:: Source document ::
From my understanding, IV plus hash of the plaintext is _sort of_ what's going
on in SIV (note that SIV is subtly different from GCM-SIV which is subtly
different from AES-GCM-SIV), plus an added step to also mutate that hash using
a single block of AES.

The last bit is important not just to protect against weaknesses in the hash
function, but also to prevent leaking information about the plaintext. Because
the IV is required for decryption, it must be transmitted in the clear, so
this could be trivially vulnerable to attack -- using the same True/False
example I gave above, you could simply hash both values and see which one
compares, and now you've exposed the plaintext. Obviously real-world scenarios
are typically more complex than this, but the attack vector is nonetheless
available.

It takes me a while (read: I don't have time right now) to properly absorb
specs like this (my formal background is in, of all things, mechanical
engineering), so I can't speak completely confidently about whether or not
there's a nonce mixed into AES-GCM-SIV specifically. That disclaimer aside, I
believe there is; the key lengths _are_ longer, and the AES-GCM-SIV construct
does still involve a nonce. If I had to speculate, I would say that the nonce
and key are distributed together, as if they were a single unit, and this is
responsible for the longer key. But that's really as far as I'm willing to
speculate, and should be taken with a huge grain of salt!

:: Task data ::

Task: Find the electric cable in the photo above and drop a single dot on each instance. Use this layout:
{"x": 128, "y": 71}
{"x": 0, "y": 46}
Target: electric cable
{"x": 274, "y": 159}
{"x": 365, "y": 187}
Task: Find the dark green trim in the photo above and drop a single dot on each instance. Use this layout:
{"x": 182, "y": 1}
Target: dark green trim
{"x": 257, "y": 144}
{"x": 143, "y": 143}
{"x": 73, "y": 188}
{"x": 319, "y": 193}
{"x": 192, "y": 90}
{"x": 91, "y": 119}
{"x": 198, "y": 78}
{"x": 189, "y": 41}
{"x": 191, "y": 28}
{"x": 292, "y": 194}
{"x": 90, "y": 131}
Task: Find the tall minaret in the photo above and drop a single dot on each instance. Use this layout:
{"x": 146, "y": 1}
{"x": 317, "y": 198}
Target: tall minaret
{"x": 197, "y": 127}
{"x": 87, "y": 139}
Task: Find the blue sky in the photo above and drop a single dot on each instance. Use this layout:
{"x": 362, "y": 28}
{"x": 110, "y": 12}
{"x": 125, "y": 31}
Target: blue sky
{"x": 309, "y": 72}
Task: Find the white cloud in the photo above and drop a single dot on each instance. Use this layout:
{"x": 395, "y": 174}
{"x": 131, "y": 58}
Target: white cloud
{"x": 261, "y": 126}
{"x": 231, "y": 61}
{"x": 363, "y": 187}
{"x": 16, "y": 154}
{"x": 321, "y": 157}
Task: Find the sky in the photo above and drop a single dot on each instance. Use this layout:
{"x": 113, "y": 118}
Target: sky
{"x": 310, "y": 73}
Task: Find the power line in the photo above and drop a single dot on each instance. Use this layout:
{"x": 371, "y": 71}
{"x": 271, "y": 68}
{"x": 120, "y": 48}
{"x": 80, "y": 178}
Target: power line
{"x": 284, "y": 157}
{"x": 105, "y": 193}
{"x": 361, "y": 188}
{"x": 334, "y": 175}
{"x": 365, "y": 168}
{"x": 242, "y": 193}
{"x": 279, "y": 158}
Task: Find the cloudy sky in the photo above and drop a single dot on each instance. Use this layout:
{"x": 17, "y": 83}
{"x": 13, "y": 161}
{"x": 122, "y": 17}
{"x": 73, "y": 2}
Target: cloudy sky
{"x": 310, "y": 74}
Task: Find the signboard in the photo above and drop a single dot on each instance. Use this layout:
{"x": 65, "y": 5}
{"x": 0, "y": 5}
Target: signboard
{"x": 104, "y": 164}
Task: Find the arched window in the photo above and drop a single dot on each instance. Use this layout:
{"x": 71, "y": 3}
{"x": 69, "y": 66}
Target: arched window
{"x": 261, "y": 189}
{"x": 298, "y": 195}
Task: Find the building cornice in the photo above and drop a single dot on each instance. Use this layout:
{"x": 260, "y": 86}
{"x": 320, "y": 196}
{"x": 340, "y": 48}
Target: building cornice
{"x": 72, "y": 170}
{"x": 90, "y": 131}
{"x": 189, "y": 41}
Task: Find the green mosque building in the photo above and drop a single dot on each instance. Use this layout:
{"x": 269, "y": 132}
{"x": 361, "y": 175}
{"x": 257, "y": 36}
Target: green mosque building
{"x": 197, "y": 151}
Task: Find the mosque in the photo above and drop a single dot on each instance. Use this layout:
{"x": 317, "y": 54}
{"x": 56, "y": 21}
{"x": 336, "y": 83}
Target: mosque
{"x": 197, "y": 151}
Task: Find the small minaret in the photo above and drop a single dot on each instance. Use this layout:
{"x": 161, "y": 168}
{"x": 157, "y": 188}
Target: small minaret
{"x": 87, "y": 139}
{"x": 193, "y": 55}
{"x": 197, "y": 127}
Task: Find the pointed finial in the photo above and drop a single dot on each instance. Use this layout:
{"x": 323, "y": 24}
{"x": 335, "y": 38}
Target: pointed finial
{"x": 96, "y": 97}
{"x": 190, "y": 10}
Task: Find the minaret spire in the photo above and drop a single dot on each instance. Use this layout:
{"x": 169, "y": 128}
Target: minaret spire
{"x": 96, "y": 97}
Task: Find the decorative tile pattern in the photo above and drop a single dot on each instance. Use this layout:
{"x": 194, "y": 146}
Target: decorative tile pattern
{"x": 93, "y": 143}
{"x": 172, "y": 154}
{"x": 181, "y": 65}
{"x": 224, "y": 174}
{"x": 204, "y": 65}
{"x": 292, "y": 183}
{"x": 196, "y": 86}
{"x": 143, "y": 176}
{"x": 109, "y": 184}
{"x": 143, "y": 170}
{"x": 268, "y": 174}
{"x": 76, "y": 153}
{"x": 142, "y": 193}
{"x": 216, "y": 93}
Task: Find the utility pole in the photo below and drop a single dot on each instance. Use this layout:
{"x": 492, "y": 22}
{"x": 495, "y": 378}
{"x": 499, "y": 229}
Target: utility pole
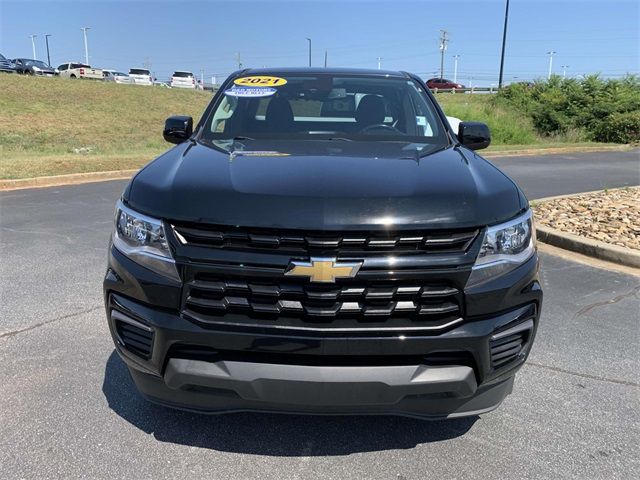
{"x": 33, "y": 46}
{"x": 443, "y": 48}
{"x": 504, "y": 45}
{"x": 86, "y": 47}
{"x": 46, "y": 39}
{"x": 551, "y": 54}
{"x": 455, "y": 68}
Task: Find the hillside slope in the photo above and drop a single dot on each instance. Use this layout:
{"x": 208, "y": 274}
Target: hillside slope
{"x": 52, "y": 126}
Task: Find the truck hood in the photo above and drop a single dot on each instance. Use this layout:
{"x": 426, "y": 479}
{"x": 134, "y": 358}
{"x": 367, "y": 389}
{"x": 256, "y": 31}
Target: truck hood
{"x": 318, "y": 185}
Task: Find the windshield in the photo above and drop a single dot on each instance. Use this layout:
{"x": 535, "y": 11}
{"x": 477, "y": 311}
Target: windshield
{"x": 326, "y": 106}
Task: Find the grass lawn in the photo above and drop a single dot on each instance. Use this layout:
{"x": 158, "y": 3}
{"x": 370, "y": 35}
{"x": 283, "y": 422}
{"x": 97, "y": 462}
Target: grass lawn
{"x": 45, "y": 121}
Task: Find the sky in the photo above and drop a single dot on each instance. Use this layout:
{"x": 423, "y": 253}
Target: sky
{"x": 588, "y": 36}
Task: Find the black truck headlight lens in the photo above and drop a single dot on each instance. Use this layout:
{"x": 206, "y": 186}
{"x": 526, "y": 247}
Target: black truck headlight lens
{"x": 504, "y": 247}
{"x": 143, "y": 240}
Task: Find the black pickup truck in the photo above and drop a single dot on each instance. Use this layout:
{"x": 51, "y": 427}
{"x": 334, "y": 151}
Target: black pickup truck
{"x": 323, "y": 242}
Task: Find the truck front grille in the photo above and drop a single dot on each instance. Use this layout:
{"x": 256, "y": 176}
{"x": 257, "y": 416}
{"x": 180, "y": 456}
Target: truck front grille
{"x": 285, "y": 241}
{"x": 350, "y": 305}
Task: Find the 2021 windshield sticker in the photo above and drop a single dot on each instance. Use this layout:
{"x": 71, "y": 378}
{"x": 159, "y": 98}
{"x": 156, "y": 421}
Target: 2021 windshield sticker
{"x": 260, "y": 81}
{"x": 250, "y": 91}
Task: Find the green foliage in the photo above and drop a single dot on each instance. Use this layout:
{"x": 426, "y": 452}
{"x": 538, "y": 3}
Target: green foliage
{"x": 605, "y": 110}
{"x": 619, "y": 128}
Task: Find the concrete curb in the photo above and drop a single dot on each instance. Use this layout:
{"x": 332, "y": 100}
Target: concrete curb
{"x": 556, "y": 150}
{"x": 586, "y": 246}
{"x": 70, "y": 179}
{"x": 592, "y": 248}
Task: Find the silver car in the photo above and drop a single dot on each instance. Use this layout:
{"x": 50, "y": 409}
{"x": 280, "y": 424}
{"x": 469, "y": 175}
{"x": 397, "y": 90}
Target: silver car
{"x": 115, "y": 76}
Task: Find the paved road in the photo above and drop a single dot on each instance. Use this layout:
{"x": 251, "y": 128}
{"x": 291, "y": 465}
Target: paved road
{"x": 547, "y": 175}
{"x": 68, "y": 408}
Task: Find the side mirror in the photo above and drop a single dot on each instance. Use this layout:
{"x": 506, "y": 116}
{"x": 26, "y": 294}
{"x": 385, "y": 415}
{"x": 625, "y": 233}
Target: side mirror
{"x": 177, "y": 129}
{"x": 474, "y": 135}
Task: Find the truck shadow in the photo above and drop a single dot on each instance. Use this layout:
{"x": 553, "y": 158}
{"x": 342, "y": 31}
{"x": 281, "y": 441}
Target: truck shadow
{"x": 271, "y": 434}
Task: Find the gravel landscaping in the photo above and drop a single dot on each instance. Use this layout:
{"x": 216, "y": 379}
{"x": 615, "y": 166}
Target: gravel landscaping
{"x": 610, "y": 216}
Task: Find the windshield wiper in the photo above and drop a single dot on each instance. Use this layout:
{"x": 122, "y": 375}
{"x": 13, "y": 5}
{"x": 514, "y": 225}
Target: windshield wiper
{"x": 340, "y": 139}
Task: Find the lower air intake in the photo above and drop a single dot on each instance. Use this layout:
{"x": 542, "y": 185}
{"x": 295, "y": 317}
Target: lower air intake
{"x": 510, "y": 345}
{"x": 133, "y": 335}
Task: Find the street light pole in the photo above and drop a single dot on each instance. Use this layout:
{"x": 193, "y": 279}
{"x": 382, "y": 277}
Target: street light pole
{"x": 504, "y": 45}
{"x": 46, "y": 39}
{"x": 86, "y": 46}
{"x": 33, "y": 46}
{"x": 455, "y": 68}
{"x": 443, "y": 48}
{"x": 551, "y": 54}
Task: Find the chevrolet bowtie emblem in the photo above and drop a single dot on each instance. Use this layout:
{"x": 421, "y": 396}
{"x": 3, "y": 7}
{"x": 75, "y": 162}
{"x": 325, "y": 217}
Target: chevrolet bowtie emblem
{"x": 323, "y": 269}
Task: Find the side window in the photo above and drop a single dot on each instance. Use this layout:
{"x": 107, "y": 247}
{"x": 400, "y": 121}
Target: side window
{"x": 223, "y": 113}
{"x": 423, "y": 123}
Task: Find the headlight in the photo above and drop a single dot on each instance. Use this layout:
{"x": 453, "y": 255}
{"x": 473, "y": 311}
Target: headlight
{"x": 504, "y": 247}
{"x": 143, "y": 240}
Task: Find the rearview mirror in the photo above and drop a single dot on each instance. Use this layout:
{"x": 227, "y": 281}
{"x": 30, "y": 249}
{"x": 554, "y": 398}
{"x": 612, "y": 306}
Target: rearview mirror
{"x": 177, "y": 129}
{"x": 474, "y": 135}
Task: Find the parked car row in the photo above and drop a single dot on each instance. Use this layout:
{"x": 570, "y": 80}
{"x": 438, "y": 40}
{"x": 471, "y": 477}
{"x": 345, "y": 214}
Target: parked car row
{"x": 74, "y": 70}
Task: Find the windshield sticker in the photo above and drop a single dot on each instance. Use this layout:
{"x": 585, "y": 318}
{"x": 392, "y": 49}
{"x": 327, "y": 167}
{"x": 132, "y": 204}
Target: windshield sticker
{"x": 260, "y": 81}
{"x": 250, "y": 92}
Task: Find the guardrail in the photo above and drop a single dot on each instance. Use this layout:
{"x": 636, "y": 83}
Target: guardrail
{"x": 465, "y": 90}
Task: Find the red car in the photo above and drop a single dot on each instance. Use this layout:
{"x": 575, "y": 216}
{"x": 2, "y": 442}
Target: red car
{"x": 443, "y": 83}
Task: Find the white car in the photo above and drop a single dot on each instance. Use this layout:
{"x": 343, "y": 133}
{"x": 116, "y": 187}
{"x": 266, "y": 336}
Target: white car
{"x": 115, "y": 76}
{"x": 140, "y": 76}
{"x": 79, "y": 70}
{"x": 181, "y": 79}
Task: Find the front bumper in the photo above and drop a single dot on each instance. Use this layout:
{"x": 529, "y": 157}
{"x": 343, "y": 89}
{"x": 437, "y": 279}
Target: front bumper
{"x": 220, "y": 370}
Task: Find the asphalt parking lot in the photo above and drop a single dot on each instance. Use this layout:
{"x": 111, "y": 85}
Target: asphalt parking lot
{"x": 69, "y": 410}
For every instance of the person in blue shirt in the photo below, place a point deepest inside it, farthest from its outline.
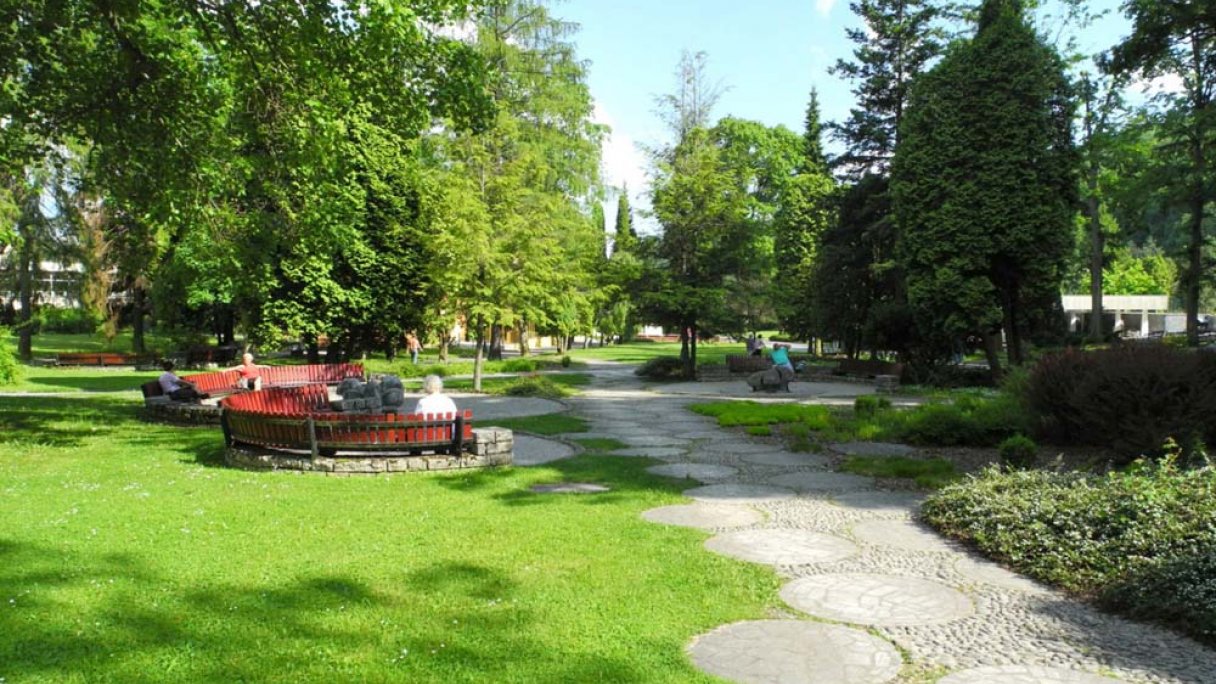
(780, 355)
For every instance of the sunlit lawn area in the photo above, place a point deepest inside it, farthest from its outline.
(80, 379)
(50, 343)
(641, 352)
(127, 554)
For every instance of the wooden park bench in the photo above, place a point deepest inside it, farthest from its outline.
(868, 368)
(297, 418)
(743, 363)
(219, 383)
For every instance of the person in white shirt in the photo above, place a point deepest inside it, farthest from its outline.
(433, 401)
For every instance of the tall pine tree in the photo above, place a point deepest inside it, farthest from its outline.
(896, 45)
(625, 239)
(985, 185)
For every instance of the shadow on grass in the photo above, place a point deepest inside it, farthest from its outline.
(625, 476)
(61, 421)
(110, 381)
(135, 624)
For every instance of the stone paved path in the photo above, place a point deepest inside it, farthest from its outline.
(856, 561)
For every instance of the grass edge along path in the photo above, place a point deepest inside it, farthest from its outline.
(129, 556)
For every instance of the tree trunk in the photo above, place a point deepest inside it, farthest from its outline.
(26, 295)
(524, 351)
(495, 342)
(139, 301)
(992, 351)
(1198, 194)
(692, 347)
(314, 349)
(478, 358)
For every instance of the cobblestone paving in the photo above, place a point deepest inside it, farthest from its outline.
(990, 626)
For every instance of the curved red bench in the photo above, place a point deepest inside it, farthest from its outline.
(225, 382)
(298, 418)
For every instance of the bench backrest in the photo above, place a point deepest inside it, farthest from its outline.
(152, 390)
(870, 368)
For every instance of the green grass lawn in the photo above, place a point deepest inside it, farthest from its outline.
(50, 343)
(753, 413)
(80, 379)
(642, 352)
(128, 554)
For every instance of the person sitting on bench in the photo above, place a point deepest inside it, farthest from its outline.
(251, 374)
(176, 388)
(434, 402)
(780, 355)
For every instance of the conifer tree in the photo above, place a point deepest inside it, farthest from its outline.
(625, 239)
(985, 186)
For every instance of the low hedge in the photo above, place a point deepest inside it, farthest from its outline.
(1141, 542)
(1129, 398)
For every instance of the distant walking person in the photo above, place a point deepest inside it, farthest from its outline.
(251, 374)
(414, 346)
(433, 401)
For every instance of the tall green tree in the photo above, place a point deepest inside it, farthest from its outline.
(1178, 38)
(896, 44)
(806, 212)
(624, 236)
(985, 185)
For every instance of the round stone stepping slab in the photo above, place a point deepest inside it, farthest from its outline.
(900, 533)
(705, 516)
(872, 449)
(651, 452)
(653, 441)
(736, 447)
(701, 472)
(569, 488)
(879, 600)
(767, 651)
(822, 481)
(786, 459)
(890, 503)
(739, 493)
(782, 547)
(997, 576)
(1023, 674)
(534, 450)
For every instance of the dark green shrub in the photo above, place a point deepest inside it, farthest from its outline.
(1140, 540)
(1018, 452)
(662, 368)
(968, 421)
(1130, 398)
(867, 405)
(10, 370)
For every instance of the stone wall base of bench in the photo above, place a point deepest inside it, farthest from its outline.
(491, 447)
(181, 413)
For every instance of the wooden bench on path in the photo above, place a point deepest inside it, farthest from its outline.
(219, 383)
(297, 418)
(744, 363)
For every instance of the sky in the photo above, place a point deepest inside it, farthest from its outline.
(766, 54)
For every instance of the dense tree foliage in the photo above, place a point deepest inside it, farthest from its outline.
(985, 186)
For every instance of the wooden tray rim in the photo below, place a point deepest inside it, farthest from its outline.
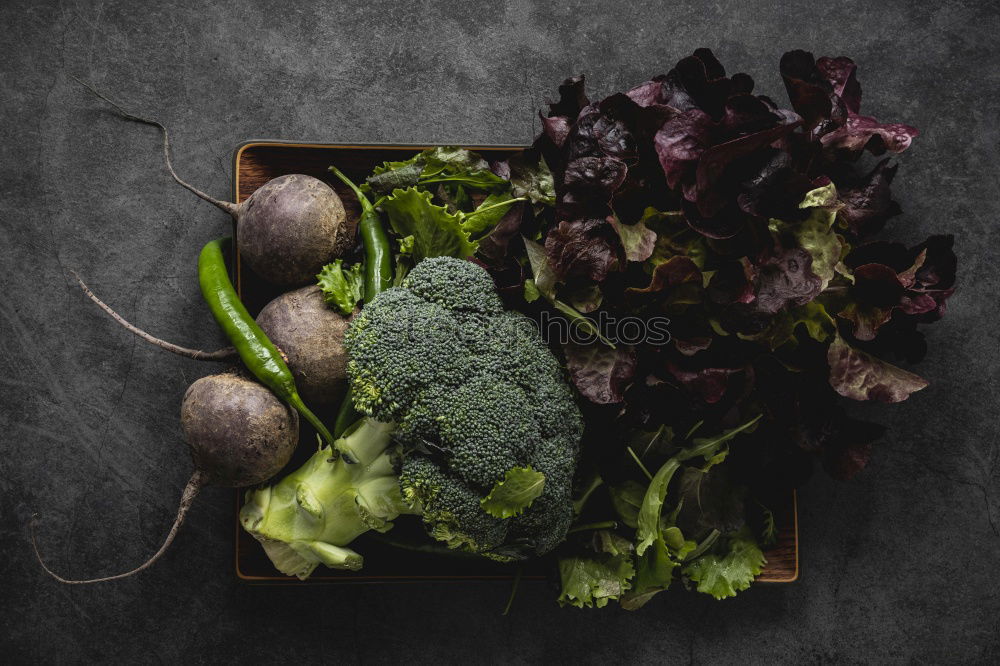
(237, 155)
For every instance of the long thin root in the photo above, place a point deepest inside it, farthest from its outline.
(230, 208)
(196, 483)
(224, 354)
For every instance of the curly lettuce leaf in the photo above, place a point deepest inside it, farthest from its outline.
(487, 214)
(723, 575)
(342, 288)
(428, 230)
(532, 179)
(514, 493)
(592, 580)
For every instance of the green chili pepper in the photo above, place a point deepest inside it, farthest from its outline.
(377, 272)
(259, 354)
(378, 252)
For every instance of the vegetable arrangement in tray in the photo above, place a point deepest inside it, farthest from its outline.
(618, 350)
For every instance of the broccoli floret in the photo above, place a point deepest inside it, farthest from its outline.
(476, 393)
(466, 396)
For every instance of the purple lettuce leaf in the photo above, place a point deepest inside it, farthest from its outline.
(869, 204)
(587, 248)
(600, 373)
(860, 376)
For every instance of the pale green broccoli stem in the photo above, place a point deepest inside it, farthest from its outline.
(313, 514)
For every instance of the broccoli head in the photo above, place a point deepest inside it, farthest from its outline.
(481, 406)
(468, 422)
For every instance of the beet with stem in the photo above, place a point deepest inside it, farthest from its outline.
(239, 433)
(311, 336)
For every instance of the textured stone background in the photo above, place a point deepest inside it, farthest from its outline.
(899, 565)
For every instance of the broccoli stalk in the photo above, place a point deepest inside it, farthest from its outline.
(487, 429)
(310, 516)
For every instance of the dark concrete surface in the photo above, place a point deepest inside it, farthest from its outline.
(900, 565)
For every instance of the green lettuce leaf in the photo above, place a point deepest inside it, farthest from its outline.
(342, 288)
(733, 571)
(428, 230)
(638, 240)
(649, 527)
(592, 580)
(532, 180)
(514, 493)
(815, 233)
(487, 214)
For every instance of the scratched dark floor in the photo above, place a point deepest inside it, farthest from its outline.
(900, 565)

:: Objectives ::
• A. Which scheme names containing "SIV" appear in the post on SIV encryption?
• B. In the listing, copy the lines from the line with "For every instance of the low" up to and including the line with "(1129, 398)".
The post and the listing have nothing to do with each other.

:: Responses per task ::
• A. SIV, GCM-SIV, AES-GCM-SIV

• B.
For every instance of the low hedge in the photo above, place a point deepest inside it, farthest from its outline.
(1141, 542)
(1129, 398)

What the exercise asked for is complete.